- RECORDS FOR THIS EXERCISE
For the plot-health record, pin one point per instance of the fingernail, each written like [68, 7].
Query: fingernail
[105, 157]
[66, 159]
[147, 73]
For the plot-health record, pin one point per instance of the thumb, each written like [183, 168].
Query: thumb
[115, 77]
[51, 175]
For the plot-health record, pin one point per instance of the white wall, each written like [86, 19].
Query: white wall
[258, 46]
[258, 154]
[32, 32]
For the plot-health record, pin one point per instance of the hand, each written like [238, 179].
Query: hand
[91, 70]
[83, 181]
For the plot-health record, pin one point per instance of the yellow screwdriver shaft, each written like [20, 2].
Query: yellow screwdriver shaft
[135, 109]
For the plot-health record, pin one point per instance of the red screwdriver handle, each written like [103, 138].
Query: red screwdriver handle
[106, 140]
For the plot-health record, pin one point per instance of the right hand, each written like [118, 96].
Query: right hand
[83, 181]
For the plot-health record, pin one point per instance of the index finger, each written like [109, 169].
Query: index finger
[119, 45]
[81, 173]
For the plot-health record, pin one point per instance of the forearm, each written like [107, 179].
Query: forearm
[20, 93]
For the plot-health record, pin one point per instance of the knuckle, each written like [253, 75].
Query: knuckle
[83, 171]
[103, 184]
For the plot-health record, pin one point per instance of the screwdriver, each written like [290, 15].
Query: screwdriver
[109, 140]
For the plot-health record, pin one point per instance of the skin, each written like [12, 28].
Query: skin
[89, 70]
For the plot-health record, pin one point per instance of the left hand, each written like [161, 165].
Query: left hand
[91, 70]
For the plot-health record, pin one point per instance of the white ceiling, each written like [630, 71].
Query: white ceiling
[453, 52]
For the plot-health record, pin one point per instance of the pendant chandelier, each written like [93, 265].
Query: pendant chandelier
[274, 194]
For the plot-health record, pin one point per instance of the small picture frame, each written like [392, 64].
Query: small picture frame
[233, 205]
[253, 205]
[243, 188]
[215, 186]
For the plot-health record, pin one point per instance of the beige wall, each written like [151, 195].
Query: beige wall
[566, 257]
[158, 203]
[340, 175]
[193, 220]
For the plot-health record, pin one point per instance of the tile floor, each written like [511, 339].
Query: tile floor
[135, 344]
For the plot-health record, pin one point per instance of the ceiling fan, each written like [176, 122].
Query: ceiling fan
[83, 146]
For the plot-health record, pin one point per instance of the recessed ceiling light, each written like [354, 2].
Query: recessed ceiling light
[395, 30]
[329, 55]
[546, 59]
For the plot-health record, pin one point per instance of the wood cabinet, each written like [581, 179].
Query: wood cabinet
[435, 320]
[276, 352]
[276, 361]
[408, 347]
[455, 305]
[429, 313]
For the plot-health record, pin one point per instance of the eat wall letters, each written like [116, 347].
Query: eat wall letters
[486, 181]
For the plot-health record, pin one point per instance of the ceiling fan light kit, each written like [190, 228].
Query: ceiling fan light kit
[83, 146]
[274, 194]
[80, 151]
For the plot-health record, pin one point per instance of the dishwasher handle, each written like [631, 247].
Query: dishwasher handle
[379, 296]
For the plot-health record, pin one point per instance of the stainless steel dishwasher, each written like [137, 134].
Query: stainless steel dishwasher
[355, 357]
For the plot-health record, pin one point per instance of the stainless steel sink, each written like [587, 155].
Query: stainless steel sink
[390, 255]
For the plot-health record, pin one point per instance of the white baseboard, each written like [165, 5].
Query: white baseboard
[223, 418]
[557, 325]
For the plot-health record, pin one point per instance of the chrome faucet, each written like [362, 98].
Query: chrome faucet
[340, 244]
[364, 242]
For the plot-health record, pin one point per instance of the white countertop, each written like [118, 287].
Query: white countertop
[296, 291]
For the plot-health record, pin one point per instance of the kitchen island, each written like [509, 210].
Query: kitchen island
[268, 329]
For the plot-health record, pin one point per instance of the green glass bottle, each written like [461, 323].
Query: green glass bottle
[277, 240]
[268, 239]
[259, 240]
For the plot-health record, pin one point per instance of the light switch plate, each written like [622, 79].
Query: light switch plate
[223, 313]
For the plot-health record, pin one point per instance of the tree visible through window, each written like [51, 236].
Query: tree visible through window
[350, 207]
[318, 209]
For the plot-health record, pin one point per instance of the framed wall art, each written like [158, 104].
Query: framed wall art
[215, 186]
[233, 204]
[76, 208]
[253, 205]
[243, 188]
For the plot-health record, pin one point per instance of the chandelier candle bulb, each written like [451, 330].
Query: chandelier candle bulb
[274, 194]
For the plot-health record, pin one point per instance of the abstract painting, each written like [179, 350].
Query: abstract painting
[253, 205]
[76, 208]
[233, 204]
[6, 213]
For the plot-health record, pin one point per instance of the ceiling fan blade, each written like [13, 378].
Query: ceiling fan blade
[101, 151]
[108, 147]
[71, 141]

- SHORT TASK
Scale the part of the data that opens with the line containing "like [451, 330]." and closes with the last line of the data, both ends included. Give all those lines again, keeping every text line unchanged, and multiply each coordinate in the answer points by 1.8, rounding to whole numbers with halves rounded up.

- WRITTEN REPLY
For the plot-health record, pin one point per instance of the chandelier candle bulb, each written like [451, 330].
Query: chandelier candle bulb
[493, 349]
For the plot-health record, pin one point per instance of the abstract painting, each written like [179, 350].
Query: abstract painting
[455, 369]
[137, 374]
[419, 367]
[11, 383]
For the plot-health record, pin one point per instance of the ceiling fan blade, each written like [13, 378].
Query: ceiling fan blade
[182, 272]
[194, 265]
[128, 254]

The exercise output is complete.